Some coaches keep their players in a state of anxiety, wondering whether they will play or not.
John McManus was more apt to keep them in stitches with his wit.
The coach of the University Toronto Varsity Blues basketball team for almost three decades died Wednesday of cancer in North York General Hospital. He was 88.
"He loved the game with a passion. He was still playing pick-up basketball in his 50s," said Michael Katz, the present day heir to the Varsity Blues basketball bench. He played for McManus from 1968 to 1971 and knew the value of the coach's humour first hand.
"The old Hart House bandbox was supposed to be our home court, but one year our home games were played at York University because the old building was virtually condemned. We could have been grim, but he made up for it with his sense of humour."
Born in Milestone, Saskatchewan in 1918, McManus was raised in Winnipeg where he excelled in baseball, basketball and track and field. He joined the RCAF at the outbreak of the Second World War and spent 1939-42 at various fighter command bases in England. During the spring of 1942, he joined 413 Squadron in Ceylon for a tour and then returned to bomber command bases in England for the duration of the war.
After the war, McManus attended U of T to study physical education. In 1946, he played basketball for the Blues and moonlighted on the practice squad of the Toronto Huskies in the National Basketball League's first foray into Canada. McManus led 1949-50 Blues team in scoring and was a unanimous pick as a league all-star.
Upon graduation in 1950, he coached the Acadia Axemen basketball team in Wolfville, N.S., for two seasons, then returned to Varsity in 1952 to coach football and basketball and to teach in the school of physical education.

[Stored data]
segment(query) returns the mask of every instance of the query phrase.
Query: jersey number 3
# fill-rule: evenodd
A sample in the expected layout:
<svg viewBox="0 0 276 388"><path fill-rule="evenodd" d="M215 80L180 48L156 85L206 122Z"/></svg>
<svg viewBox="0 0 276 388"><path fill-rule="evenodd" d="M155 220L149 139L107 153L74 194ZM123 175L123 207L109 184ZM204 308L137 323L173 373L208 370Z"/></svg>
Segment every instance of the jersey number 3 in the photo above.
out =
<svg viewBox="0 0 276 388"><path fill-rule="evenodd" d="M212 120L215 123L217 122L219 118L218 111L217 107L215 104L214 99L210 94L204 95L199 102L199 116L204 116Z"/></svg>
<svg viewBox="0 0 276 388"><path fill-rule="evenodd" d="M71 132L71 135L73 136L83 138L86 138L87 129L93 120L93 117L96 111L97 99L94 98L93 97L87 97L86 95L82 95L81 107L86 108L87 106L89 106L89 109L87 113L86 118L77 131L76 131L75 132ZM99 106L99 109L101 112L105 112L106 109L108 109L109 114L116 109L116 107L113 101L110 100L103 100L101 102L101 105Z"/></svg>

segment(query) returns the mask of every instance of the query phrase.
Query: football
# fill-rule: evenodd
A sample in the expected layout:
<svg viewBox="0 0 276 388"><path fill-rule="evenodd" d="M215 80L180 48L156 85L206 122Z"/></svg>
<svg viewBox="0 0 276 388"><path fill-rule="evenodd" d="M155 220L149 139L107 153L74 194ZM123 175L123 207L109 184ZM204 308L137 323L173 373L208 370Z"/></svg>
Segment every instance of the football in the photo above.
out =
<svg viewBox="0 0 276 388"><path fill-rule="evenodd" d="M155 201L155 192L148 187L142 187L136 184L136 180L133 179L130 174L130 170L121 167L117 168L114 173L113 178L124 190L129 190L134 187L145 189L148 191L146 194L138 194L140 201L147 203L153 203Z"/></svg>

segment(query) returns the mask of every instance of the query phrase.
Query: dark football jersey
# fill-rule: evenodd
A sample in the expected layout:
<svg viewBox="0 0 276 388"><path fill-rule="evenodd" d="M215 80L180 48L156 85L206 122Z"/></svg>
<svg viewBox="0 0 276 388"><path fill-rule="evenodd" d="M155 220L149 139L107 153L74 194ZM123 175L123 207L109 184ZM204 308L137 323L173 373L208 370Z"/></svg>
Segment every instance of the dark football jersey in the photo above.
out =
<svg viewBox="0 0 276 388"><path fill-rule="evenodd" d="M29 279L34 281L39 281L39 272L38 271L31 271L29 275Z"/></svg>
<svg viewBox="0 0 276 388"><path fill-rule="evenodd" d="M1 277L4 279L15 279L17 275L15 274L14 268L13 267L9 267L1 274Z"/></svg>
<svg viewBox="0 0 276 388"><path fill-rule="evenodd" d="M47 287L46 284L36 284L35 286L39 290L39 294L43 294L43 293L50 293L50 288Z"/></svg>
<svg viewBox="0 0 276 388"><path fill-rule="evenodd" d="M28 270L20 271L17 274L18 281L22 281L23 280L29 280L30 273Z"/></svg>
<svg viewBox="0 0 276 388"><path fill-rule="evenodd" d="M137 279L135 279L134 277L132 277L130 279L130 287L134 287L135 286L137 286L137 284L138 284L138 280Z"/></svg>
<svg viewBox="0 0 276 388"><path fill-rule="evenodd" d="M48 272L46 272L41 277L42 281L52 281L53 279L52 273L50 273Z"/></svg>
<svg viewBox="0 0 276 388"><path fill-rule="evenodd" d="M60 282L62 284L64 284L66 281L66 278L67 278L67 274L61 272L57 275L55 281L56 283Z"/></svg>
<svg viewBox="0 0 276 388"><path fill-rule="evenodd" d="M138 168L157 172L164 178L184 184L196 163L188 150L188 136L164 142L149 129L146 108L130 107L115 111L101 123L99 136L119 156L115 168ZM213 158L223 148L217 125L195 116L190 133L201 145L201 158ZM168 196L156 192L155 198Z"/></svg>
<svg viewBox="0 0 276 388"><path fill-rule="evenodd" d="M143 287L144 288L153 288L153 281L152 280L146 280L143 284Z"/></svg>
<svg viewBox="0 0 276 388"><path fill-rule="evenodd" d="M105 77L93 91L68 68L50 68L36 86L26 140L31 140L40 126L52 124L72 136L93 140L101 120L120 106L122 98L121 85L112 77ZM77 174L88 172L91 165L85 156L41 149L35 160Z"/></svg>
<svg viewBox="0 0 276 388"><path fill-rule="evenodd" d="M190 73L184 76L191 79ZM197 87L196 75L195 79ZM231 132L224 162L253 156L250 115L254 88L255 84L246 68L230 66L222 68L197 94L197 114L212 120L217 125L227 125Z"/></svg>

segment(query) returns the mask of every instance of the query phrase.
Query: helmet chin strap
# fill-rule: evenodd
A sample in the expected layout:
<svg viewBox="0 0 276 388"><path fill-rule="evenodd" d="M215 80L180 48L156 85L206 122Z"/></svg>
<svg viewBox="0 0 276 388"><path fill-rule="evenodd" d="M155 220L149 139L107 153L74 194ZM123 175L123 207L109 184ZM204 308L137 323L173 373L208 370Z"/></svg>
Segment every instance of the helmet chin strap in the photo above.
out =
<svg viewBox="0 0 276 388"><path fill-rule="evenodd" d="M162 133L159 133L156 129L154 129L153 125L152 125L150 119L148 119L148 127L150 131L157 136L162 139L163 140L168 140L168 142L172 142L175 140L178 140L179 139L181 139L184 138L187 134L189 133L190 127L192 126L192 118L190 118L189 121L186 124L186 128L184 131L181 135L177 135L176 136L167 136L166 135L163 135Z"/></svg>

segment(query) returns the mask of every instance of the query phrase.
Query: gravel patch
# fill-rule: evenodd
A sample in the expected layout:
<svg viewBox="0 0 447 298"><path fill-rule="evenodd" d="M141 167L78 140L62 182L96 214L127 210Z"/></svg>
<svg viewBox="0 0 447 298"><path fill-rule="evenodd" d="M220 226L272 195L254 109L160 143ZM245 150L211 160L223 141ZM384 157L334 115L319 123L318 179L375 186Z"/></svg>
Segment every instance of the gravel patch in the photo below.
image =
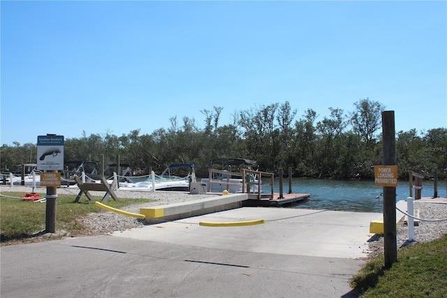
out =
<svg viewBox="0 0 447 298"><path fill-rule="evenodd" d="M32 187L29 186L16 186L13 187L10 186L0 186L0 192L31 192ZM75 186L68 187L62 187L57 189L57 193L59 194L73 194L78 195L80 190ZM46 187L35 187L34 192L46 193ZM155 200L154 201L144 203L140 204L129 205L121 208L124 211L131 212L133 213L140 213L140 208L143 207L151 207L154 206L167 205L175 203L182 203L188 201L203 199L219 195L218 194L190 194L189 192L163 192L157 191L152 192L139 192L139 191L124 191L119 190L115 192L118 199L150 199ZM102 197L104 192L90 192L94 196ZM41 197L43 197L41 195ZM85 197L81 199L87 199ZM113 199L109 198L109 200ZM115 212L104 211L103 212L90 213L87 216L78 220L78 222L84 225L87 229L87 234L98 235L103 234L110 234L116 231L126 231L138 227L142 227L147 225L144 220L132 218L131 216L123 215Z"/></svg>

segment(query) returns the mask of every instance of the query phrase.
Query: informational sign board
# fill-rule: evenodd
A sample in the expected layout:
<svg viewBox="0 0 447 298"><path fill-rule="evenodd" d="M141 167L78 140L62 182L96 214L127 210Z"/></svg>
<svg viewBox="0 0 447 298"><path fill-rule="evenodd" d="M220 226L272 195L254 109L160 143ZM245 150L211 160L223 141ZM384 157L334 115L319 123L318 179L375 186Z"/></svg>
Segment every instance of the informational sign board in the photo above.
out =
<svg viewBox="0 0 447 298"><path fill-rule="evenodd" d="M41 186L61 186L61 173L59 172L41 173Z"/></svg>
<svg viewBox="0 0 447 298"><path fill-rule="evenodd" d="M64 136L37 137L37 169L64 170Z"/></svg>
<svg viewBox="0 0 447 298"><path fill-rule="evenodd" d="M376 186L397 186L397 166L374 166Z"/></svg>

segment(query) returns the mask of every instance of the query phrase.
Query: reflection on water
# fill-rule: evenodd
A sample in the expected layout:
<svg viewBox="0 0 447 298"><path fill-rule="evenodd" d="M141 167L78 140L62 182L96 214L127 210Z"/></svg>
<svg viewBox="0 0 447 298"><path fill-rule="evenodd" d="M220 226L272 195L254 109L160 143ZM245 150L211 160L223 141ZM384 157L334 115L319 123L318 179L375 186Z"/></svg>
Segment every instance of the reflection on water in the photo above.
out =
<svg viewBox="0 0 447 298"><path fill-rule="evenodd" d="M279 192L279 179L274 180L274 192ZM283 191L288 192L288 180L284 180ZM293 193L308 193L308 200L293 207L328 209L344 211L383 211L381 186L374 185L373 180L344 181L330 179L293 178ZM404 200L410 194L409 181L399 181L396 187L396 201ZM414 193L414 192L413 192ZM423 197L432 197L433 181L423 182ZM446 197L446 180L438 181L438 197Z"/></svg>

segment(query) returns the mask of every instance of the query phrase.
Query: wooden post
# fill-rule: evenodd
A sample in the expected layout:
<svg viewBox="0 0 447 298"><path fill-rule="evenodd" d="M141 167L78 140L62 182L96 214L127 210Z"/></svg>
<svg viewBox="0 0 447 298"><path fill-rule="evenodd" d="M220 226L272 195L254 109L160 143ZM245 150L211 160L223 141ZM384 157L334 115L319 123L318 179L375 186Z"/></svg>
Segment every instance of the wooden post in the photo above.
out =
<svg viewBox="0 0 447 298"><path fill-rule="evenodd" d="M57 172L57 171L47 171ZM57 199L57 187L47 186L47 200L45 206L45 231L47 233L56 232L56 199Z"/></svg>
<svg viewBox="0 0 447 298"><path fill-rule="evenodd" d="M288 167L288 193L292 193L292 167Z"/></svg>
<svg viewBox="0 0 447 298"><path fill-rule="evenodd" d="M383 165L396 164L394 111L382 112ZM396 187L383 186L383 253L385 268L397 261Z"/></svg>
<svg viewBox="0 0 447 298"><path fill-rule="evenodd" d="M409 197L413 197L413 171L409 171L410 174L410 195Z"/></svg>
<svg viewBox="0 0 447 298"><path fill-rule="evenodd" d="M101 176L104 177L104 155L101 155Z"/></svg>

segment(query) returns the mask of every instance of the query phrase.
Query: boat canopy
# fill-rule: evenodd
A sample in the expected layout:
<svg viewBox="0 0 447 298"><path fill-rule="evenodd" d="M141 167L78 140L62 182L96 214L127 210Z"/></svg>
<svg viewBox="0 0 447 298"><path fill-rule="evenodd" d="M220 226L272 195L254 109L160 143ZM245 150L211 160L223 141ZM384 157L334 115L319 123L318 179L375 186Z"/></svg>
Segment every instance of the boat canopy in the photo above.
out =
<svg viewBox="0 0 447 298"><path fill-rule="evenodd" d="M179 168L181 166L186 166L189 168L193 168L194 166L194 164L170 164L169 166L168 166L168 167L169 169L173 169L173 168Z"/></svg>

• [What the task requires] In the article about John McManus, which sports does it say he excelled in while growing up in Winnipeg? List each one.

• [Answer] Baseball, basketball, and track and field.